# Study text
------------------------------------------------

Monday, March 21, 2005

Fire and Ice - Blowing Hot… Vikram spews fire for photographer Sharad Haksar even as he hotfoots it up the Kollywood ladder

Vikram is all concentration as he gets ready for a photo-session. He peers into a little mirror balanced on the table as he, with the help of an assistant, painstakingly sticks square bits of paper with letters of the Tamil alphabet on them, all over his face. As he turns to look at you, his face reads `Pithamagan’ in Tamil, again and again and again.
Face to face with this new star that has taken time to rise over the Tamil firmament, and you know that success hasn’t gone to his head. Not really. He’s being just himself, the actor who watched the drama on the stages of Kollywood from the sidelines, waiting albeit patiently, for this one great big break.

------------------------------------------------

# Work to complete
a - In the article about Vikram, reproduce the passage between "Monday, March 21, 2005" and "great big break.", inclusive, replacing "Kollywood" with "Tamil cinema".
b - According to the article about Vikram, which photographer is Vikram spewing fire for?
The rows that follow have no connection to the article about Vikram.

# Dataset
------------------------------------------------

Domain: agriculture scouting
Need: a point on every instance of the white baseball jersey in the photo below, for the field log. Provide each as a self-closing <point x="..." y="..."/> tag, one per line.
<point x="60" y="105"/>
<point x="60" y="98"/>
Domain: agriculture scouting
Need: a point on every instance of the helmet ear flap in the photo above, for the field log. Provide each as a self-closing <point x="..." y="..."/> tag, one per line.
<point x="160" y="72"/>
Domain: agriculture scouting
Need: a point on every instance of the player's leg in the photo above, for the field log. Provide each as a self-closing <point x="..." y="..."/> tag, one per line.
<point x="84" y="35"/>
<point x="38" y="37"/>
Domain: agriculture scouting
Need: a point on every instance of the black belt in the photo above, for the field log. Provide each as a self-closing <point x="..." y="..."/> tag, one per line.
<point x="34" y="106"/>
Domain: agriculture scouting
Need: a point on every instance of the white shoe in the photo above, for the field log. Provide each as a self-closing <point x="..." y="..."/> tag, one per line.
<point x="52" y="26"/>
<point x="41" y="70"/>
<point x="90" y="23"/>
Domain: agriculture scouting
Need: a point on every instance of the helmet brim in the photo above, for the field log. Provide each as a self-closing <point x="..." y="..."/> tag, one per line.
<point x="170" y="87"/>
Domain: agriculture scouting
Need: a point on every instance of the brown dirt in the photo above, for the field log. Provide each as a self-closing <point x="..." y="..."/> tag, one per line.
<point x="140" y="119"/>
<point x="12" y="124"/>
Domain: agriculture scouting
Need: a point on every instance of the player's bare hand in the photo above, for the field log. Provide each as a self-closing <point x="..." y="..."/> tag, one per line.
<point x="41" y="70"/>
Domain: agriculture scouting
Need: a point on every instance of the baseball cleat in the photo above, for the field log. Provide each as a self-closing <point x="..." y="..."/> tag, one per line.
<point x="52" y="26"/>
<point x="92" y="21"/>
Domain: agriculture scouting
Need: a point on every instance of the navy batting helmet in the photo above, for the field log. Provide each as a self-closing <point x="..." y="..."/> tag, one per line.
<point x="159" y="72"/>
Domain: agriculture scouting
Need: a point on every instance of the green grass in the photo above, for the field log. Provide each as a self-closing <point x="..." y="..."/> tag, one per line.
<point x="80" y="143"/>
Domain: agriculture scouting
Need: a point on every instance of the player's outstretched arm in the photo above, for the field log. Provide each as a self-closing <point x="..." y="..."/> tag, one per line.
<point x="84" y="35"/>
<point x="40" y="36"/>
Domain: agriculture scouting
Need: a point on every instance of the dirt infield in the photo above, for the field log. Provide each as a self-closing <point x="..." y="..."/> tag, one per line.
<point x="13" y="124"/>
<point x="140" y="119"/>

------------------------------------------------

# Replies
a -
Monday, March 21, 2005

Fire and Ice - Blowing Hot… Vikram spews fire for photographer Sharad Haksar even as he hotfoots it up the Tamil cinema ladder

Vikram is all concentration as he gets ready for a photo-session. He peers into a little mirror balanced on the table as he, with the help of an assistant, painstakingly sticks square bits of paper with letters of the Tamil alphabet on them, all over his face. As he turns to look at you, his face reads `Pithamagan’ in Tamil, again and again and again.
Face to face with this new star that has taken time to rise over the Tamil firmament, and you know that success hasn’t gone to his head. Not really. He’s being just himself, the actor who watched the drama on the stages of Tamil cinema from the sidelines, waiting albeit patiently, for this one great big break.

b - Sharad Haksar